> [SOURCE]
++++

A training match between Rijkaard's first team and Guardiola's B team showed the huge differences in professionalism. Pep was on the sidelines cajoling and coaching, Rijkaard sat there utterly unconcerned puffing on a cigarette, while the B team ran his charges ragged. Ronaldinho had to be taken off after ten minutes and Deco was out on his feet. Guardiola's charges won the Tercera Division, to qualify for the 2008 Segunda Division B play offs, which they also won and were promoted. It was enough to put Guardiola into the frame and, after Michael Laudrup rejected the job, Pep replaced Rijkaard as Barcelona's head coach in May 2008. It could have been so different, as the deal to take Laudrup from Getafe included them taking Guardiola as manager in return.

Txiki Begiristain was the main mover in the choice of Guardiola, choosing him over Jose Mourinho, much to Mourinho's annoyance. Begiristain, along with Marc Ingla had interviewed Mourinho for the job, as the Portugese coach had left Chelsea, and they were impressed. But the great Johan Cruyff was backing Pep, and he and club director Evarist Murtra were deeply opposed to Mourinho because of the football he played. That is probably why the deeply unpopular Joan Laporta (ironic now considering recent events at Barcelona) decided to appoint him, to keep Cruyff's favour. Laporta's presidency was in trouble, only surviving a vote the following month by a slim margin as 60% voted against him when 66% had to vote against to remove him. Eight directors of the club resigned after the vote, citing their lack of confidence in Laporta's leadership.

"Pep coached the B team the year before and from the beginning he won the confidence of everyone at the club. Everyone who was working at the training ground and on the football side of the staff could see the potential he had to be a successful coach. When talent is very obvious, it can move up a level without difficulty. Pep had everything in his favour and one thing most of all: Barca was his club, he was 'persona de la casa'. The difficulty was convincing the board and the public opinion. There were logically other option, which were more conservative and less risky. I think Txiki had his mind clear from the beginning. But they considered the other options." - Evarist Murtra

Guardiola immediately made his mark when being appointed, not just his talk of wanting more effort out of the players, but he was clear that there were a large group of players that were not in his plans. Ronaldinho, Deco and Samuel Eto'o were three big names that Pep was clear had no future while he was managing Barca, among others. This was despite Guardiola inheriting a team that played a 4-3-3 built entirely around Ronaldinho, but Pep wanted his more disciplined style, with its focus on possession and an aggressive high press to win the ball back quickly.

++++

> [GIVEN MATERIAL]
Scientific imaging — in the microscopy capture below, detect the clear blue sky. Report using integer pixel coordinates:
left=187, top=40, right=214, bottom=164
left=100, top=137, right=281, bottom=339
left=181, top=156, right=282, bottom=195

++++

Write the next few paragraphs of the piece on Guardiola taking over at Barcelona, placed above the listing, picking up after its final sentence.

Edmilson, Giovani dos Santos, Gianluca Zambrotta, Deco, Ronaldinho, Oleguer and Marc Crosas were all moved on. Santiago Ezquerro was released and Lillian Thuram, after a move to Paris Saint-Germain fell through when a heart problem was discovered, retired. Busquets, Pedro and Jefferson Farfan were all promoted to the first team squad and he then, as he is wont to do, spent heavily to rebuild the team. Sevilla received over £40m for the duo of Seydou Keita and Dani Alves, Gerard Pique returned from Manchester Unted, Alexander Hleb from Arsenal and young defender Henrique joined from Palmeiras, though he was immediately farmed out on loan.

Guardiola took the squad to Scotland for a preseason training camp, where he worked on providing a more hands-on, personal approach to training and an attempt to convince Messi not to go to the Olympics. Argentina had called him up, but Barcelona's president, Joan Laporta, took the Argentine FA to the Court of Arbitration for Sport to block the call up. Barcelona won, but, in Messi's own words: "I was unbearable, letting them know if I couldn't go this would be how I was going to be." Messi was hearing from his national teammates out there in Beijing how great it was and sulking around the camp until Guardiola took him aside and asked him directly if he wanted to go. Pep had his own gold medal from the Barcelona Olympics in 1992, so he could understand the desire to play there and he gave Messi permission to go, on condition he had a chaperone. Messi readily agreed and headed off to win the gold medal. That was the moment Guardiola won Messi over.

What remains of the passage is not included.